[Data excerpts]
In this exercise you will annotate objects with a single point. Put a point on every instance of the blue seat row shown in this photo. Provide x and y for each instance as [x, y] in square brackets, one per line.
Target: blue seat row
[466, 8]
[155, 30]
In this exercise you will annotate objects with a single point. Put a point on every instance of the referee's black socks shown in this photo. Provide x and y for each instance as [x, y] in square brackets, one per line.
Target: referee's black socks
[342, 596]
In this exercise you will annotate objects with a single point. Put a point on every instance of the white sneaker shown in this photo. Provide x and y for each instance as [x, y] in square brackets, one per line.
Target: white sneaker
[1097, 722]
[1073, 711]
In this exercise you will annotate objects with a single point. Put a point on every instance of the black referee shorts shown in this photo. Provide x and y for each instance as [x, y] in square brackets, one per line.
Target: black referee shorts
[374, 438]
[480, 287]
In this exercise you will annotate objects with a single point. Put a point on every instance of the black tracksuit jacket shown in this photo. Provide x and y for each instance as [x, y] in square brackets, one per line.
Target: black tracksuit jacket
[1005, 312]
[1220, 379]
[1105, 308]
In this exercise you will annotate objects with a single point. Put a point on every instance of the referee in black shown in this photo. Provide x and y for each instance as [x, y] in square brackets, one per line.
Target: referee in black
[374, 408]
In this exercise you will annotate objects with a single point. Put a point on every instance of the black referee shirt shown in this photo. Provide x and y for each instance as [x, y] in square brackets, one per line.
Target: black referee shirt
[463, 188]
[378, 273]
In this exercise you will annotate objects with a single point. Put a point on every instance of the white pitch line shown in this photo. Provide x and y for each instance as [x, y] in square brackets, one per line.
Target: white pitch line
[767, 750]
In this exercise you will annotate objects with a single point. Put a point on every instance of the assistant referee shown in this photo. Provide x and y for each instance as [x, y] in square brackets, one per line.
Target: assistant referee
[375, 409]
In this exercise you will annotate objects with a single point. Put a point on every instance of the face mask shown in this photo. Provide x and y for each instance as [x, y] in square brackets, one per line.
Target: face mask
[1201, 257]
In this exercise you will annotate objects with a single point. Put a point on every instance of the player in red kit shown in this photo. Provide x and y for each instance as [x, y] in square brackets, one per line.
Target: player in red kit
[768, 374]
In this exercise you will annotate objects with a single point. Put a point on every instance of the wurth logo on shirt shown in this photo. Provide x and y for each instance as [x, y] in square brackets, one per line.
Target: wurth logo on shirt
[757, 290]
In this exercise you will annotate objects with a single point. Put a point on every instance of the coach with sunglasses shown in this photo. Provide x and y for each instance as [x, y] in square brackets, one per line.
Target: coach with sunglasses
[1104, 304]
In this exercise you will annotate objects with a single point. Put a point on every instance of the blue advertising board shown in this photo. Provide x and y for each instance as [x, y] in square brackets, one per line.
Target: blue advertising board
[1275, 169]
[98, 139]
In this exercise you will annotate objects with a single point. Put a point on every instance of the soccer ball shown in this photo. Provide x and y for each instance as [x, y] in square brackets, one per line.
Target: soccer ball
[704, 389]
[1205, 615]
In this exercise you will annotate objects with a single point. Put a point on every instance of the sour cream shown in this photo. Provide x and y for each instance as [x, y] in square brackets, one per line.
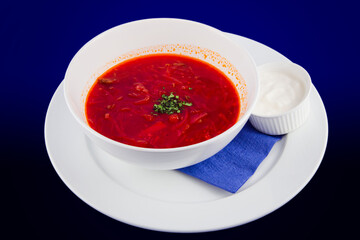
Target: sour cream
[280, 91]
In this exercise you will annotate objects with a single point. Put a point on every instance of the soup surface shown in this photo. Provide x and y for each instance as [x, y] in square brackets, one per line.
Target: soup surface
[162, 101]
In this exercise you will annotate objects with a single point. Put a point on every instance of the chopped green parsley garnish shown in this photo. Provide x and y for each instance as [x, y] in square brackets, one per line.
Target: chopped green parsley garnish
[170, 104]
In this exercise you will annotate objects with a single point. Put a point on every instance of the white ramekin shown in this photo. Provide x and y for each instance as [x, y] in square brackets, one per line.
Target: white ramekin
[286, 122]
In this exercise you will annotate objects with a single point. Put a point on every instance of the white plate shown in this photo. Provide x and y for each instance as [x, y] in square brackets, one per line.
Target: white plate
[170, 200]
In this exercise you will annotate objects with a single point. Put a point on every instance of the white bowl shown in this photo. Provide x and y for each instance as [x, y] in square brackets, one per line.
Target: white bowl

Required work: Beginning from the line that contains "Target: white ramekin", give each line again exactly, through the final line of the records.

Worked solution:
Target: white ramekin
[286, 122]
In this exercise you will annotate objects with a single point. Put a point on every instance of the white plate shown in this photo. Provide x and y for each instance as [x, y] in square brackets, one per line.
Target: white plate
[170, 200]
In this exercise you will annotate objects with a single point. Put a point on every instance of the white bowl shown in this photo. Provide x and y for each instance as [x, y] in square brackets, one per line.
Target: white bowl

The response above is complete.